--- What is being asked ---
What's required is a verbatim printout of all the data.

____________

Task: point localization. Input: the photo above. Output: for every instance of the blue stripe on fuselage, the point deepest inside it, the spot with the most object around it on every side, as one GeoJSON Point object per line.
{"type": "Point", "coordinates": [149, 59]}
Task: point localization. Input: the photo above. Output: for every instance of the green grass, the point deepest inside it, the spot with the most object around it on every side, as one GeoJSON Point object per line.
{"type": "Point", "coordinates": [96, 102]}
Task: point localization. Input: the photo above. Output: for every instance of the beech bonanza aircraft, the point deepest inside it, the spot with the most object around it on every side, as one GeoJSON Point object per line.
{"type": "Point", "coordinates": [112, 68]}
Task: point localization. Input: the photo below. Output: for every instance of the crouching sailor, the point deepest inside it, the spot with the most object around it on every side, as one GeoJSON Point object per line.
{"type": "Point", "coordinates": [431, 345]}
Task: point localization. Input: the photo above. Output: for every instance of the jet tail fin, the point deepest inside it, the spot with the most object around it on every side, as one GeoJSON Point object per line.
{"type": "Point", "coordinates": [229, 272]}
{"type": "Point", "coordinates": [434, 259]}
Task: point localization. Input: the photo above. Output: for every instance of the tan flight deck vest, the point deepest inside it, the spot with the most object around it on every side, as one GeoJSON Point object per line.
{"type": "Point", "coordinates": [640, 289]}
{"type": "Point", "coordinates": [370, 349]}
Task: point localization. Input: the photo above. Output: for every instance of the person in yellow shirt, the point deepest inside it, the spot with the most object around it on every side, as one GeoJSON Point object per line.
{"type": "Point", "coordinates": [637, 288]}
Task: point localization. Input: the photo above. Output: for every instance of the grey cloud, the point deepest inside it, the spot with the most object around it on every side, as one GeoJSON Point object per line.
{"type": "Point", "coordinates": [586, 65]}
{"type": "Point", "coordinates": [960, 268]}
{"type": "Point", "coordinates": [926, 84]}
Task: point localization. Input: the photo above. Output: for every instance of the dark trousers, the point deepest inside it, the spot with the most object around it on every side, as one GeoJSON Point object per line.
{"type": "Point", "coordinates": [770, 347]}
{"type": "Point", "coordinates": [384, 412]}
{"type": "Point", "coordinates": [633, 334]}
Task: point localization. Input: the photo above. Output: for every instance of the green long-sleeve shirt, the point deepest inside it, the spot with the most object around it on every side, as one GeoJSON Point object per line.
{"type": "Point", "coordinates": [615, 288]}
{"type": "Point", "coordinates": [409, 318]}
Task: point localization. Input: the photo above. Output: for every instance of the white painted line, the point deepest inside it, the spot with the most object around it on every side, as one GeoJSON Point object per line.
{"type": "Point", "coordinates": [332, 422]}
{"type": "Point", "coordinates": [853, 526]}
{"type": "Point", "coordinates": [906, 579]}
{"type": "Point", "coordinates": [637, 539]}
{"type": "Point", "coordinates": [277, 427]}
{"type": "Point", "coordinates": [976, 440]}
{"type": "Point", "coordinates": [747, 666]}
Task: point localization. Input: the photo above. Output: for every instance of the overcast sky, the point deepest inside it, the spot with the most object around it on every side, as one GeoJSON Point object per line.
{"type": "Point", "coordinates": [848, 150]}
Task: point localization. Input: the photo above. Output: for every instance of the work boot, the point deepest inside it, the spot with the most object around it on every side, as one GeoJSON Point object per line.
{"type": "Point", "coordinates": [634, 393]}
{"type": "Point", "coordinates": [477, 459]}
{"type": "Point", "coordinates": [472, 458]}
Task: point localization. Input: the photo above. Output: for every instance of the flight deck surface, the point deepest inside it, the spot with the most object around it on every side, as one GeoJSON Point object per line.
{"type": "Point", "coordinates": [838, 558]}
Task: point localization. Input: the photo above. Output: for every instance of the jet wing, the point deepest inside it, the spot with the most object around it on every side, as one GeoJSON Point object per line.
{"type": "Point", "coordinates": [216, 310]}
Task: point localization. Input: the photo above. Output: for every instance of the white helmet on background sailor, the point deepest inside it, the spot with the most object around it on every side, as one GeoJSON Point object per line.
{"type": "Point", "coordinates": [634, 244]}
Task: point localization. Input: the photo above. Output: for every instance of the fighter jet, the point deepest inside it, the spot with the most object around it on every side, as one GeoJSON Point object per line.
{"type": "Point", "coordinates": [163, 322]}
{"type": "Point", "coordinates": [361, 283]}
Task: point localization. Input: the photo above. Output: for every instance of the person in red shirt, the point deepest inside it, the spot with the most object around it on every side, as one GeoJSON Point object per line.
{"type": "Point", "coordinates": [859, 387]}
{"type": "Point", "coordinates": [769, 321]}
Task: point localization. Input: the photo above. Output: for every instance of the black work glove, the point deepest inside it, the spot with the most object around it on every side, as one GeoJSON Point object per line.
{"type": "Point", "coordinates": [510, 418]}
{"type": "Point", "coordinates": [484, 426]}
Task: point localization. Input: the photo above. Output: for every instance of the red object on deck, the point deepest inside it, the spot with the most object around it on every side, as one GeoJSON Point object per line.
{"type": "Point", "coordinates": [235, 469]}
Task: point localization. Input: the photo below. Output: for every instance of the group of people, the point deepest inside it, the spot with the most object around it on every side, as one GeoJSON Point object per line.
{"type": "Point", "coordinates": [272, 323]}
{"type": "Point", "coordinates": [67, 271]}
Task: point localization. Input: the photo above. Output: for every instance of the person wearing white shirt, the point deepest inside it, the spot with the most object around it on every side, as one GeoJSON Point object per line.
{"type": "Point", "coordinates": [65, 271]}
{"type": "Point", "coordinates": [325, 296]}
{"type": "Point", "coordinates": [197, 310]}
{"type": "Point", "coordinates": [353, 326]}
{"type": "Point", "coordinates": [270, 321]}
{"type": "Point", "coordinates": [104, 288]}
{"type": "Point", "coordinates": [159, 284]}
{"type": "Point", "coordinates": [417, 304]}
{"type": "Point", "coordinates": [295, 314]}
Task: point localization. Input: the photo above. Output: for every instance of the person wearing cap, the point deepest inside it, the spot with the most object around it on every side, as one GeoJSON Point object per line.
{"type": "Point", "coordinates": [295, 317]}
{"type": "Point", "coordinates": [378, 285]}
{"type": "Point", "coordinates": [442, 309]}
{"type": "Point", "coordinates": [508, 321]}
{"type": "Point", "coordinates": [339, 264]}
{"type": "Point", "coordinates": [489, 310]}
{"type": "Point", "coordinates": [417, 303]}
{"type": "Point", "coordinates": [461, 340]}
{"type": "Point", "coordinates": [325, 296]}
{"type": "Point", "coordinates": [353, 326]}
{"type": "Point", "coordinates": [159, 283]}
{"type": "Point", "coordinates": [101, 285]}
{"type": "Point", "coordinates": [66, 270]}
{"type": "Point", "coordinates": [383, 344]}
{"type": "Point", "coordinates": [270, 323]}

____________

--- Final answer ---
Task: point localization. Input: the photo above. Output: for every instance of the blue stripe on fuselage, the point deepest inside it, the spot with the most object around it on every side, as one GeoJSON Point object per line.
{"type": "Point", "coordinates": [149, 59]}
Task: point localization. Input: the photo above. Output: for every instance of the green grass, the point deepest inside it, the spot with the most object around it on every side, as one GeoJSON Point object per line.
{"type": "Point", "coordinates": [96, 102]}
Task: point localization. Input: the photo above. Output: for every instance of the beech bonanza aircraft, the point deepest inside it, the spot with the most object around it on every side, as one GeoJSON Point object per line.
{"type": "Point", "coordinates": [112, 68]}
Task: point localization. Input: the photo below. Output: for every instance of the crouching sailor, the point deepest inside it, the spot with the most object around it on every side, as one GeoJSON Point object per line.
{"type": "Point", "coordinates": [431, 345]}
Task: point localization. Input: the photo above. Output: for every instance of the jet tail fin, the point deepest inside it, the spot with the most object around it on every side, as one GeoJSON Point object per line.
{"type": "Point", "coordinates": [229, 272]}
{"type": "Point", "coordinates": [434, 259]}
Task: point localization. Input: the photo above. Output: for every instance of the tan flight deck vest, the point deepest inside it, the spot with the most object around it on every side, as one GeoJSON Point object per line.
{"type": "Point", "coordinates": [640, 289]}
{"type": "Point", "coordinates": [370, 349]}
Task: point localization. Input: the photo above. Output: for every instance of the person in yellow shirt, the point deepest inside it, the spot with the most object around it on every side, as one GeoJSON Point object per line.
{"type": "Point", "coordinates": [637, 288]}
Task: point localization. Input: the photo above. Output: for every instance of the grey cloud, the point deepest inside it, the spot with the most object around it on every side, as one GeoJSON Point object per line.
{"type": "Point", "coordinates": [586, 65]}
{"type": "Point", "coordinates": [960, 268]}
{"type": "Point", "coordinates": [926, 84]}
Task: point localization. Input: the photo above. Output: for every instance of the dark trousers, the point deepest inside it, the spot with the most object around it on every side, as one GeoJSON Point object per line.
{"type": "Point", "coordinates": [770, 347]}
{"type": "Point", "coordinates": [384, 412]}
{"type": "Point", "coordinates": [633, 334]}
Task: point localization. Input: the photo above. Output: for every instance of the green long-sleeve shirt, the point deepest inside it, the spot with the most object around it on every side, as one GeoJSON Point object per line.
{"type": "Point", "coordinates": [615, 288]}
{"type": "Point", "coordinates": [409, 318]}
Task: point localization. Input: the photo above. Output: for every instance of the white painted line, the point deepest inside it, the spot with the most object around it on every side, as one GeoJSON Point object per line.
{"type": "Point", "coordinates": [332, 422]}
{"type": "Point", "coordinates": [853, 526]}
{"type": "Point", "coordinates": [906, 579]}
{"type": "Point", "coordinates": [637, 539]}
{"type": "Point", "coordinates": [277, 427]}
{"type": "Point", "coordinates": [976, 440]}
{"type": "Point", "coordinates": [747, 666]}
Task: point localization. Input: the photo above. Output: for every instance of the overcast sky, the point deepest inside it, the spot with the most object around it on every side, as one GeoJSON Point object per line.
{"type": "Point", "coordinates": [848, 150]}
Task: point localization. Input: the photo above. Output: for every instance of the work boot, the point deepest inside it, the spot with the most object around it on every side, as one GeoJSON Point object per line.
{"type": "Point", "coordinates": [634, 393]}
{"type": "Point", "coordinates": [477, 459]}
{"type": "Point", "coordinates": [472, 458]}
Task: point localization. Input: the photo above. Output: for every instance of the flight deck surface, the point deepest inside it, the spot with the most object around it on every side, as one GeoJSON Point object per line.
{"type": "Point", "coordinates": [838, 558]}
Task: point localization. Input: the photo above. Output: for every instance of the jet wing, the point deepest inside it, the spot with the most object around it on every side, as one GeoJSON Point object per line.
{"type": "Point", "coordinates": [216, 310]}
Task: point localization. Input: the photo above. Output: for every instance of the white helmet on background sailor, the point deepest inside it, the spot with the most object around it on every side, as one GeoJSON Point object per line.
{"type": "Point", "coordinates": [634, 244]}
Task: point localization. Input: the photo above. Output: for every instance of the fighter jet, the point deepest inside it, the spot with the most object around it on every side, as one GeoJSON Point object per line.
{"type": "Point", "coordinates": [163, 322]}
{"type": "Point", "coordinates": [361, 283]}
Task: point localization. Input: the photo above. Output: for every instance of the person in red shirt, the point deepest inside it, the spot with the most object around it on every side, as one GeoJSON Point object per line.
{"type": "Point", "coordinates": [859, 387]}
{"type": "Point", "coordinates": [769, 321]}
Task: point localization. Input: the photo above. Output: for every instance of the black work glove, the point deepest inside it, the spot with the most object around it on every side, as one GeoJSON Point object per line.
{"type": "Point", "coordinates": [510, 418]}
{"type": "Point", "coordinates": [484, 426]}
Task: point localization. Input: the photo above. Output: for every instance of the red object on deck, the point deepest inside it, the spot with the most object around it on every side, as one GeoJSON Point object per line.
{"type": "Point", "coordinates": [235, 469]}
Task: point localization. Input: the photo below. Output: for every instance of the group of people, the point deepest inside it, the spot with the most object around it on every side, as one GeoJSON Point object per line.
{"type": "Point", "coordinates": [272, 323]}
{"type": "Point", "coordinates": [67, 271]}
Task: point localization. Input: the photo above. Output: for every instance of the person wearing white shirt, the point deepest inside it, the spot with the most object around it on every side, as one GeoJSON Point object per line.
{"type": "Point", "coordinates": [65, 271]}
{"type": "Point", "coordinates": [325, 296]}
{"type": "Point", "coordinates": [197, 310]}
{"type": "Point", "coordinates": [353, 326]}
{"type": "Point", "coordinates": [270, 321]}
{"type": "Point", "coordinates": [104, 288]}
{"type": "Point", "coordinates": [159, 284]}
{"type": "Point", "coordinates": [417, 304]}
{"type": "Point", "coordinates": [295, 314]}
Task: point localization. Input: the photo above. Output: for every instance of the person wearing cap, the point deepest inside it, the spot with the most object around it on every side, as one GeoJSON Point object per line.
{"type": "Point", "coordinates": [295, 317]}
{"type": "Point", "coordinates": [378, 285]}
{"type": "Point", "coordinates": [442, 309]}
{"type": "Point", "coordinates": [508, 321]}
{"type": "Point", "coordinates": [339, 264]}
{"type": "Point", "coordinates": [489, 310]}
{"type": "Point", "coordinates": [417, 303]}
{"type": "Point", "coordinates": [461, 340]}
{"type": "Point", "coordinates": [325, 296]}
{"type": "Point", "coordinates": [353, 326]}
{"type": "Point", "coordinates": [159, 283]}
{"type": "Point", "coordinates": [101, 285]}
{"type": "Point", "coordinates": [66, 270]}
{"type": "Point", "coordinates": [383, 344]}
{"type": "Point", "coordinates": [270, 323]}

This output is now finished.